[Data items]
☆ ☆ ☆ ☆

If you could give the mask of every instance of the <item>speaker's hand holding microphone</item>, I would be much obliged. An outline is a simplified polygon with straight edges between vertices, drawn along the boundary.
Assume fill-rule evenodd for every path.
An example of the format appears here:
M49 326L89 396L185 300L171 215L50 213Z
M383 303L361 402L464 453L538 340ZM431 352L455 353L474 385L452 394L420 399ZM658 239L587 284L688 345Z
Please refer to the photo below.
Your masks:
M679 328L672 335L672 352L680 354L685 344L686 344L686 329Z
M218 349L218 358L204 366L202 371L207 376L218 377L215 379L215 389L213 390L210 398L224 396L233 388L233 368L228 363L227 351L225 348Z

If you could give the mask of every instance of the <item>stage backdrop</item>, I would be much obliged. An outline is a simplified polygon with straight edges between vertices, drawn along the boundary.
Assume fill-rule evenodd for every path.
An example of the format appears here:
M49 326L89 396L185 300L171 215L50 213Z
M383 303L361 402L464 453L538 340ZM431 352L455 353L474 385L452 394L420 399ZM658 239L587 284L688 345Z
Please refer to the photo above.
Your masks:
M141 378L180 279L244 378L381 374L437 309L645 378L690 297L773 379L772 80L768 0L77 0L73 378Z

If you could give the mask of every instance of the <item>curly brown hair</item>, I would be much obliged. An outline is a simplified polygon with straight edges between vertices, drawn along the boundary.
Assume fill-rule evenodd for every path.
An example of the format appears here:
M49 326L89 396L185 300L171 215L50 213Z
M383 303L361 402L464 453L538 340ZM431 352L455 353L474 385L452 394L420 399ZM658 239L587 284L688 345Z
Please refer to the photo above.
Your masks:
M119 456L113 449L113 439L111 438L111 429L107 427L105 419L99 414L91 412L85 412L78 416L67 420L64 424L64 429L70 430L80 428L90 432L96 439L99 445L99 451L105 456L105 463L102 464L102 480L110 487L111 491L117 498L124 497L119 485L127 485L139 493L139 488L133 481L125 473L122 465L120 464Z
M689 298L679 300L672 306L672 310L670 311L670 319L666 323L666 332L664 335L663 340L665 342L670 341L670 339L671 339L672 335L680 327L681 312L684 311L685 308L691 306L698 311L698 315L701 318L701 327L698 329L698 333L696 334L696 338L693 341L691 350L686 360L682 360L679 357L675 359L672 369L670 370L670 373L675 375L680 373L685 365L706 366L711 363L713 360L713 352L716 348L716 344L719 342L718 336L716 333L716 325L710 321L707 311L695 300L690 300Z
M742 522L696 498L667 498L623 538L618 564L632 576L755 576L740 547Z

☆ ☆ ☆ ☆

# Do this
Rewrite the data items above from the first line through the line containing "M141 378L180 279L244", inclusive, swapping "obliged" for "grateful" and changing nothing else.

# Expected output
If you could give the mask of every instance of the <item>speaker's hand holding microphone</item>, I would be much grateful. An outline is a simplified polygon with straight edges between vertices, drawn along the boundary.
Assume fill-rule evenodd for every path.
An example of the format appears here:
M49 326L89 396L185 300L171 215L50 213Z
M383 303L361 402L464 453L538 340ZM431 352L455 353L474 385L452 394L420 399ZM658 239L587 284L688 345Z
Please refer to the photo below.
Your masks:
M679 328L672 335L672 352L680 354L685 344L686 344L686 329Z
M218 349L218 358L204 366L202 371L207 376L218 377L215 379L215 389L213 390L210 398L224 396L233 388L233 368L228 363L227 351L225 348Z

If you could give the mask of every instance of the <item>stage backdrop</item>, I would be much grateful. An outline is a simplified polygon with straight edges between vertices, drawn along the boundary.
Assume fill-rule evenodd for every path.
An example of the format appears here:
M49 326L89 396L185 300L171 215L50 213Z
M383 303L361 402L464 453L538 340ZM431 352L455 353L474 385L452 394L420 399ZM658 239L587 284L688 345Z
Please refer to the photo above.
Your masks:
M141 378L180 279L244 378L381 374L437 309L645 378L690 297L773 379L772 80L768 0L77 0L73 378Z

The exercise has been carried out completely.